• GOAL
Set down everything from the line containing "Target: tall conifer tree" down to the line containing "(1059, 161)", both included, with each line kept word for word and the pictures left out of the answer.

• INPUT MATERIAL

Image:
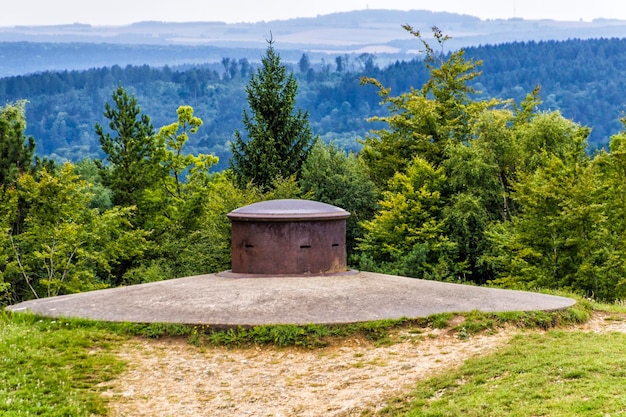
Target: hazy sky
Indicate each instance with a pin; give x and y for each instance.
(119, 12)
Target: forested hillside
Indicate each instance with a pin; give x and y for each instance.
(449, 184)
(584, 79)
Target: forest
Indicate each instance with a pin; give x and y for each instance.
(447, 183)
(583, 79)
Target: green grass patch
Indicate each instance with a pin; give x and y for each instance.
(554, 373)
(53, 367)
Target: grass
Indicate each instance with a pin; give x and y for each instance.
(56, 367)
(554, 373)
(53, 367)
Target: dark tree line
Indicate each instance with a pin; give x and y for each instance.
(584, 79)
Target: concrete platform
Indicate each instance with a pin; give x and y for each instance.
(228, 300)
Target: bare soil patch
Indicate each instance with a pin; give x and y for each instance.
(173, 378)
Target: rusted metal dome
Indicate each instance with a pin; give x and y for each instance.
(284, 237)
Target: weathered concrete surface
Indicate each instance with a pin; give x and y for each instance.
(233, 301)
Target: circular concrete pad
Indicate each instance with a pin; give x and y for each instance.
(229, 301)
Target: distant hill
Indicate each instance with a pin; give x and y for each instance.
(584, 79)
(28, 49)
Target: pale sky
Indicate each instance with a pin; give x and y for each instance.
(121, 12)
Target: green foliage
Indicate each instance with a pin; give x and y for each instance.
(65, 246)
(279, 139)
(331, 176)
(53, 368)
(406, 236)
(423, 122)
(555, 373)
(16, 151)
(130, 148)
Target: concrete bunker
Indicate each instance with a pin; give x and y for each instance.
(286, 237)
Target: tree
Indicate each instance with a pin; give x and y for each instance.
(332, 176)
(130, 150)
(65, 246)
(423, 122)
(406, 236)
(280, 137)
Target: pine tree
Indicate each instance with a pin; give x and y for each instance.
(130, 150)
(280, 137)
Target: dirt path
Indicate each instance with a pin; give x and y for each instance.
(172, 378)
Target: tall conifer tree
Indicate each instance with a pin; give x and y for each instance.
(280, 137)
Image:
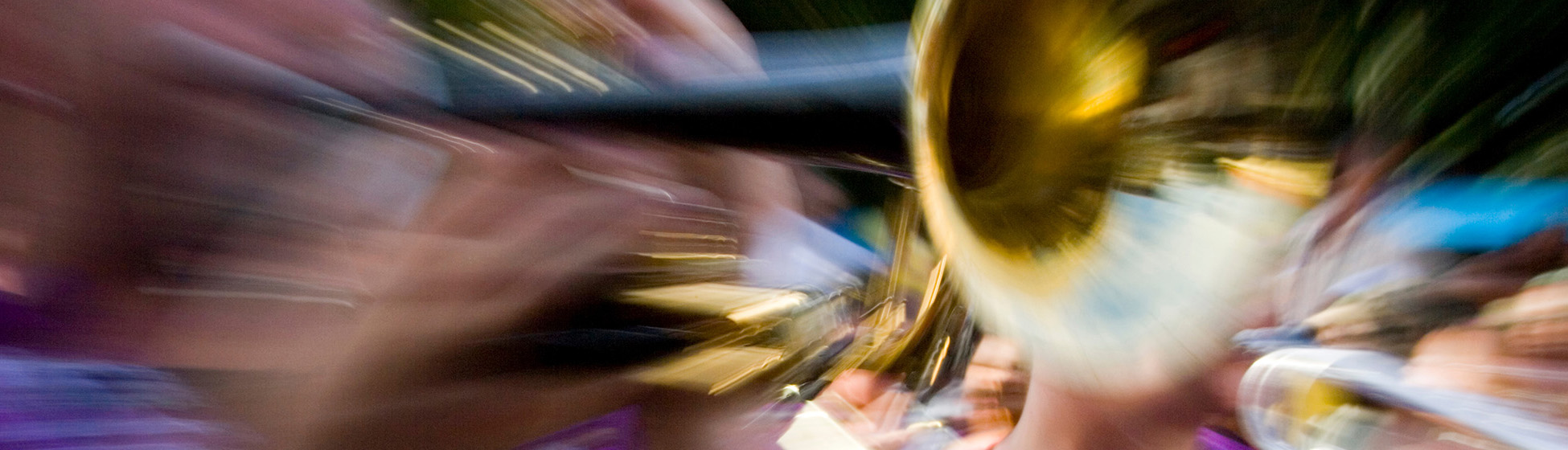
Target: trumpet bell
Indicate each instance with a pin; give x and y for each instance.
(1076, 217)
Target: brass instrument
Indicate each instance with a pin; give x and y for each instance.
(1077, 190)
(1059, 161)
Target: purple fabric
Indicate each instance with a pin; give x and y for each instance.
(618, 430)
(1213, 440)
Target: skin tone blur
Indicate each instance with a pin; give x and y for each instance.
(505, 242)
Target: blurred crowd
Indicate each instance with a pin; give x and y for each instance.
(250, 225)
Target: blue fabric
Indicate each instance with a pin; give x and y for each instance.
(1476, 215)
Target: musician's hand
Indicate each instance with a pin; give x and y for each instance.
(505, 247)
(692, 39)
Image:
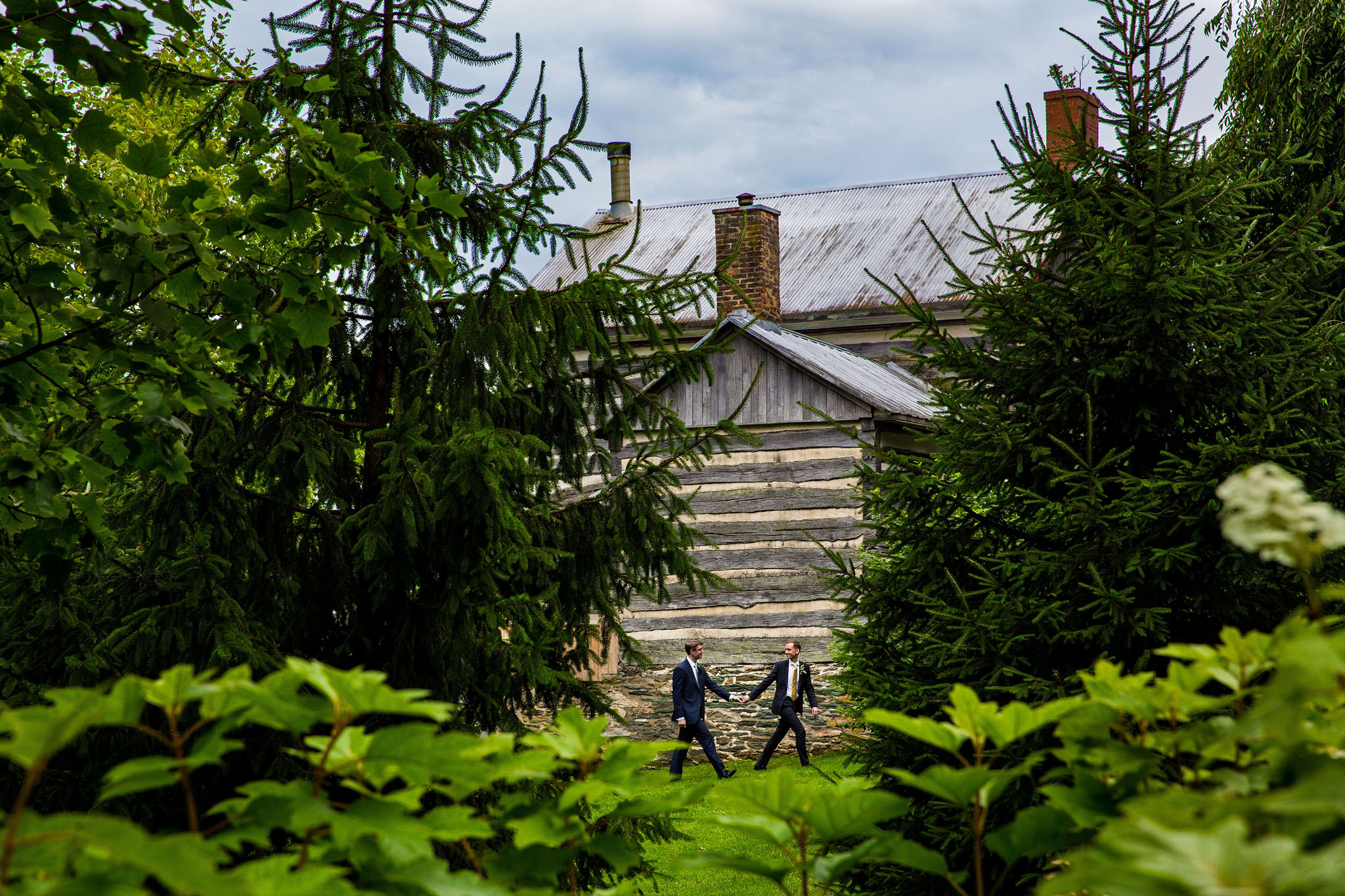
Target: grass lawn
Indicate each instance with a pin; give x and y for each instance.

• FINISHED EXERCISE
Target: tall conifer tree
Indicate each instance with a pin; give x and y for each instance.
(280, 137)
Image:
Target: trumpet bell
Indicate each instance with a pin; give x and y for each instance.
(1076, 217)
Target: brass instrument
Indicate each instance with a pin; give x and y for each instance.
(1077, 190)
(1059, 161)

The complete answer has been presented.